_What you need to do_
Copy each of the entries below word for word, in the order given.

_Given information_
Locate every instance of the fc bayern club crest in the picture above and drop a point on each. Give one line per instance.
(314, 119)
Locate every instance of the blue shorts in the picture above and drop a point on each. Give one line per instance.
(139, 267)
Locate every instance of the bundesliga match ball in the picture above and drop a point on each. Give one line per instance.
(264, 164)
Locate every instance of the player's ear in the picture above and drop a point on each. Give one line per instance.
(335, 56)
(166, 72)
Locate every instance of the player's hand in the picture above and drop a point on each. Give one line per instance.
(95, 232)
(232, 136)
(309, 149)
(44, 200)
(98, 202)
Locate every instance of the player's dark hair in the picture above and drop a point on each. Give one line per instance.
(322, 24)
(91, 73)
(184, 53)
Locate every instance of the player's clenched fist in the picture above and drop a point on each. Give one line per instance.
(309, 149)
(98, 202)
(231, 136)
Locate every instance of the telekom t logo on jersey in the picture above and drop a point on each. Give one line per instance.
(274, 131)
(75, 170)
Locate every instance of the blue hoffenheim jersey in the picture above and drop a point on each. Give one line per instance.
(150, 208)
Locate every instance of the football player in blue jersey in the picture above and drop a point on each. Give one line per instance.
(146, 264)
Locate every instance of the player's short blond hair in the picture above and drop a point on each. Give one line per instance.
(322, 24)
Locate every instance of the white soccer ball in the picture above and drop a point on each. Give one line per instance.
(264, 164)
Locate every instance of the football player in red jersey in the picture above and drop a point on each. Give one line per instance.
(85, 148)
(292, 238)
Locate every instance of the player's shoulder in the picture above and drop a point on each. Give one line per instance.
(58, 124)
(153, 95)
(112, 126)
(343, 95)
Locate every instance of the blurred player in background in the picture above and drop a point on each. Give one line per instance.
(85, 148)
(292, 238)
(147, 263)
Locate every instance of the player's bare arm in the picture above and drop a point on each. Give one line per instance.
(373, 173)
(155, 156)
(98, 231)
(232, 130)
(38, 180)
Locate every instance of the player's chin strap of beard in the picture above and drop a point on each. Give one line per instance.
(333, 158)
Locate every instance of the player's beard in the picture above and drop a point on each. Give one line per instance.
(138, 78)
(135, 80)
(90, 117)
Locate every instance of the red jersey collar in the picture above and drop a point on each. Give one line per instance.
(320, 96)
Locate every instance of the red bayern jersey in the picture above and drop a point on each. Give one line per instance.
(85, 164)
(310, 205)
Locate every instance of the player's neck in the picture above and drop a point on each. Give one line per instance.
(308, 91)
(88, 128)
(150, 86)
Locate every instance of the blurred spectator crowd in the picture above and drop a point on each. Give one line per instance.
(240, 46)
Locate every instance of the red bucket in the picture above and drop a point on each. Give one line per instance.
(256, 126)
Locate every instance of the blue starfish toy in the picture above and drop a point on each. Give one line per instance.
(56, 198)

_The solution_
Locate every instance of the fc bayern club crest in the picture above and drop a point on each. Give one line per instance.
(314, 119)
Locate every instance of the blue shorts in the picture above and drop a point on each. Give one line per instance.
(139, 267)
Locate every instance of the bundesliga match ball in the picture above and drop a point on each. Give one line per instance.
(264, 164)
Locate every instance of the player's ear in the picture above and drop a point on each. Give one line per instance.
(335, 56)
(166, 72)
Locate every instance of the player's hand in the picture above and drop a point on each. Give one line per instance.
(95, 232)
(232, 136)
(309, 149)
(44, 200)
(98, 202)
Locate every instance of the player's dark hair in the picture above and drop a point on each. Give one line per instance.
(322, 24)
(91, 73)
(184, 53)
Locate every instance of the player's clenched fist in the picture above and drop a point on each. Give one line per instance.
(309, 149)
(98, 202)
(231, 136)
Locate every instance of the telekom t logo on jersey in the picture above and drop a point on each. Give one line per instance.
(274, 131)
(75, 170)
Locate every instance of the blue hoffenheim jersey in the picture above and drop a point on each. Give one line per instance.
(150, 208)
Locate every instance of the football player in blue jersey in the picture above and drop a point on each. Give one line per instance.
(146, 264)
Locate every instance of the player's short blond hair in the picture above and drop a point on each. Give one line per instance.
(322, 24)
Locate every instance of the white soccer ball in the picture above and drop a point on each. Give one line per instance.
(264, 164)
Locate every instance of the football player in red jersey in the picture above and drop a point on each. Give one line per instance.
(85, 148)
(292, 238)
Locate every instance of the player's shoulder in the picture above and drop a point on each. Give one line per instance.
(58, 124)
(153, 95)
(112, 126)
(343, 95)
Locate every instance of the blurred player in background in the picture above and drop a point on each. Give one line per instance.
(85, 148)
(292, 238)
(147, 263)
Locate every instance of the player's bare arm in the picture above and drop a point on each. Give one line per instance.
(373, 173)
(155, 156)
(98, 231)
(232, 130)
(38, 180)
Locate every instance of the player's chin strap of beard in the picture above and drop a point on each. Give one line per instance.
(333, 158)
Locate every instance of the player's beard in the picture above and drop a point on each. Give one line per instance.
(138, 78)
(135, 80)
(90, 117)
Locate every instance of the red jersey collar in the picture above and drop a point on each. Give one line per instance.
(320, 96)
Locate every instance of the red bayern jersey in the picture above and drop a point on each. Give one line per instance.
(85, 164)
(310, 205)
Locate every instance of the player's neck in the picture above and drop a point on each. Give one line per instance.
(308, 91)
(88, 128)
(150, 86)
Locate every instance of the blurred spectator crowd in the picture above and drop a point on each. Give one line per instance.
(240, 46)
Locate every instance of the red bucket in the picture above and drop a point on each. Give one line per instance.
(256, 126)
Locate every instance of the blue starfish toy in the picture above and drop a point on each. Give one line per instance.
(56, 198)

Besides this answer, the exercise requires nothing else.